▸ Given text:
________________
# PDF converters?



## WolfoxOkamichan (Jun 3, 2010)

I can't submit my thesis without having to convert it to PDF! D:

I would have used OpenOffice, but it doesn't like pictures so it's a no go.


----------



## net-cat (Jun 3, 2010)

There are any number of free PDF printers out there. My personal preference is this one.

http://sourceforge.net/projects/pdfcreator/

(Watch out for stupid browser toolbars.)


----------



## Runefox (Jun 3, 2010)

CutePDF Writer is pretty good, and acts as a printer. It actually works better than the official Adobe PDF "printer", and it's free. It'll ask you to download and install Ghostscript - That's fine and necessary. Ghostscript is open source software, and none of any of this comes with spyware.


----------



## Nollix (Jun 3, 2010)

Jesus Christ, people.
http://lmgtfy.com/?q=pdf+converter


----------



## net-cat (Jun 3, 2010)

I would normally agree with that, but "PDF conversion" is one of those things where there are hundreds of different shareware and/or malware authors out to make a quick buck flooding the marketplace with identical products. (Usually complete with nag screens and/or spyware.)

99.9% of them are based on Ghostscript, probably in gross violation of its license, too.

I know PDF Creator is good (save for its stupid browser toolbar.) I also know CuteWriter is good. (At least, it was years ago when I used it.)


----------



## WolfoxOkamichan (Jun 3, 2010)

Nollix said:


> Jesus Christ, people.
> http://lmgtfy.com/?q=pdf+converter



Um no. Do you really think I'd ask if I found it in Google? Did you even fucking CHECKED the google results YOURSELF? Hell, even torrents don't have a working PDF converter!

Anyway I just realized that Macromedia offers web conversion but you need to be a member and you have some 5 or so documents per day limit.


----------



## net-cat (Jun 3, 2010)

... or maybe the solutions Runefox and I suggested?


----------



## WolfoxOkamichan (Jun 3, 2010)

Yeah, but I was able to convert the files I needed before I saw this topic's replies


----------



## Nollix (Jun 3, 2010)

WolfoxOkamichan said:


> Um no. Do you really think I'd ask if I found it in Google? Did you even fucking CHECKED the google results YOURSELF? Hell, even torrents don't have a working PDF converter!
________________
▸ Listing:
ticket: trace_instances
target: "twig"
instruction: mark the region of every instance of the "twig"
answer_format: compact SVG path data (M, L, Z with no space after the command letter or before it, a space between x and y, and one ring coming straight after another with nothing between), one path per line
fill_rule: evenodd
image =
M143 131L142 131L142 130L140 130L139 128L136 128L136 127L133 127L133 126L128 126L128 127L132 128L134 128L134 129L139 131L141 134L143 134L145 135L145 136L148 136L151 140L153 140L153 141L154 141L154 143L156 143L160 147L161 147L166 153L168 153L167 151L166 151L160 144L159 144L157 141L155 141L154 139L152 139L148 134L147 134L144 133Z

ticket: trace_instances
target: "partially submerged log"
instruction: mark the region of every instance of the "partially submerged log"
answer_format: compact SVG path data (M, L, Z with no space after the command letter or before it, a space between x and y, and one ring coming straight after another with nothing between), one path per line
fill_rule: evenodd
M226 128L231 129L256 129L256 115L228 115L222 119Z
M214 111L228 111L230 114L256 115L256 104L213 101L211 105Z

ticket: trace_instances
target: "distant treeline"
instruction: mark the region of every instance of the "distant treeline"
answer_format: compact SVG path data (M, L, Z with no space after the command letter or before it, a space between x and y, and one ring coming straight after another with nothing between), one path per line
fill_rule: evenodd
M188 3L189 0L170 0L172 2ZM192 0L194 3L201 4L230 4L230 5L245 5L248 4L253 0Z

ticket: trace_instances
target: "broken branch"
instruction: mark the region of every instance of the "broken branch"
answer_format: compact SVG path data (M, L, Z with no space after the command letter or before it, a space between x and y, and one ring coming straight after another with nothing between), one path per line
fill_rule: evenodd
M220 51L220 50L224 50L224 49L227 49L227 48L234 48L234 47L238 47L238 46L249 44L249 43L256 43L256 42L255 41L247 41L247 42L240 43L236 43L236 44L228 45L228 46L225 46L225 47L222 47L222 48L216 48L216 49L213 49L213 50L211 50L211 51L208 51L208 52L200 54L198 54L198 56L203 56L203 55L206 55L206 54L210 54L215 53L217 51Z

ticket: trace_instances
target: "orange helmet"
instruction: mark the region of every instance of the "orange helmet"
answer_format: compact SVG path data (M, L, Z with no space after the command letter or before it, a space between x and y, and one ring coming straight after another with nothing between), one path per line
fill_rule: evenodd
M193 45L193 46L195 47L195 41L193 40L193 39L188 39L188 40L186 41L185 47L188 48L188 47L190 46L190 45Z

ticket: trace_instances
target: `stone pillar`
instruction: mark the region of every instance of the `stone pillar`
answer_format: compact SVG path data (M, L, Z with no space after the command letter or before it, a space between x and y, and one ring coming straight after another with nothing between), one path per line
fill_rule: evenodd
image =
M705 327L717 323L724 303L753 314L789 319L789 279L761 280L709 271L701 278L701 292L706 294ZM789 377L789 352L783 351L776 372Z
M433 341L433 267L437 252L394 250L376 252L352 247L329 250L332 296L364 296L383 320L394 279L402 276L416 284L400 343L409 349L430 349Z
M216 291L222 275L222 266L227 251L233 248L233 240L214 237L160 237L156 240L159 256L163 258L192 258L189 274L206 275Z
________________
▸ Directives:
[1] In the PDF converter thread, what does CutePDF Writer ask you to download and install?
[2] Write the next part of the PDF converter thread, starting after the last line shown.

▸ Results for the exercise:
[1] Ghostscript.

[2]
> 
> Anyway I just realized that Macromedia offers web conversion but you need to be a member and you have some 5 or so documents per day limit.



Um yes. I just tried the very first result and it worked fine. Stop being an idiot.


----------



## Rakuen Growlithe (Jun 3, 2010)

What do you mean Openoffice doesn't like pictures? I've made plenty of pdfs with openoffice and including pictures. I do it because pdfs are identical everywhere so I canbe confident when I print. If I use .odt files then some computers can't open them or mess up the formatting.


----------



## RTDragon (Jun 3, 2010)

I think it's most likely probably cause if you use larger pictures in an oc document like vertical pictures then it will only show half of it. Trust me i did this before and the only way to paste such pictures is to resize it.


----------



## WolfoxOkamichan (Jun 4, 2010)

Nollix said:


> Um yes. I just tried the very first result and it worked fine. Stop being an idiot.



Did you even read this?


----------



## Nollix (Jun 4, 2010)

WolfoxOkamichan said:


> Did you even read this?



You're obviously doing it wrong, because I didn't have to do any of that to convert my file.


----------



## WolfoxOkamichan (Jun 5, 2010)

Nollix said:


> You're obviously doing it wrong, because I didn't have to do any of that to convert my file.



Considering that a thesis takes up 60+ pages, you're giving a big WTF

who the hell converts pdf for a measly few pages?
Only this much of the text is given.